# DIRECTIVE:
Output everything from the start of the listing down to the line containing "box: [311, 256, 418, 380]", keeping each line exactly as it appears, and leave the pictures out of your answer.

# RECORDS PROVIDED:

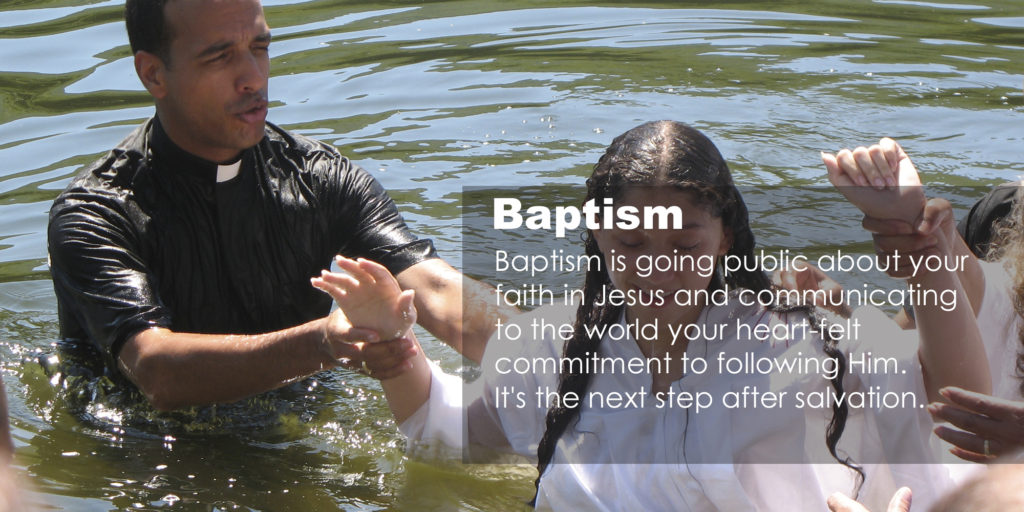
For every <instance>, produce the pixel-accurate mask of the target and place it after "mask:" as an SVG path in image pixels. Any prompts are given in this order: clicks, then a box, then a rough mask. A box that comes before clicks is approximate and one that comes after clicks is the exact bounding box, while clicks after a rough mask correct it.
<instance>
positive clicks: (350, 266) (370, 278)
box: [311, 256, 418, 380]
mask: <svg viewBox="0 0 1024 512" xmlns="http://www.w3.org/2000/svg"><path fill="white" fill-rule="evenodd" d="M337 262H338V266H339V267H341V268H342V269H343V270H345V271H346V272H348V274H347V275H346V274H343V273H337V272H330V271H326V270H325V271H324V272H323V273H322V274H321V278H314V279H313V280H312V281H311V282H312V285H313V286H314V287H316V288H318V289H319V290H323V291H324V292H327V293H328V294H330V295H331V297H332V298H334V300H335V302H337V303H338V306H339V308H338V309H337V310H335V311H334V312H332V313H331V316H330V317H329V318H328V322H327V324H326V325H325V328H324V347H325V349H326V350H328V353H330V354H331V356H332V357H333V358H334V359H336V360H338V361H339V362H341V364H343V365H345V366H347V367H348V368H352V369H355V370H358V371H361V372H362V373H365V374H367V375H370V376H372V377H375V378H378V379H382V380H384V379H390V378H393V377H396V376H398V375H400V374H401V373H403V372H406V371H407V370H409V369H411V368H412V366H413V362H412V360H411V359H412V357H413V356H414V355H416V354H417V351H418V344H417V343H416V341H415V340H414V339H413V338H412V337H411V335H410V329H412V327H413V325H414V324H415V323H416V308H415V307H414V305H413V300H414V296H415V293H414V292H413V291H412V290H408V291H404V292H402V291H401V289H400V288H399V287H398V283H397V282H396V281H395V280H394V278H393V276H392V275H391V273H390V272H388V270H387V269H386V268H384V267H383V266H381V265H379V264H377V263H375V262H373V261H369V260H361V259H360V260H358V261H355V260H351V259H348V258H343V257H341V256H339V257H338V258H337ZM352 325H357V326H359V328H353V327H351V326H352ZM376 333H387V336H388V337H389V338H393V339H389V340H388V341H383V342H380V341H377V339H378V336H377V335H376ZM360 336H366V337H365V338H360Z"/></svg>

# SOLUTION TO THIS TASK:
For every <instance>, produce the pixel-accurate mask of the target and place it after "mask:" as an SVG path in image pixels. Any prompts are given in this order: clicks, then a box, then a rough mask. A box that comes before clicks is approximate and one that comes after clicks is the exact bounding box, while clicks after a rough mask correct it.
<instance>
positive clicks: (350, 266) (370, 278)
box: [311, 256, 418, 380]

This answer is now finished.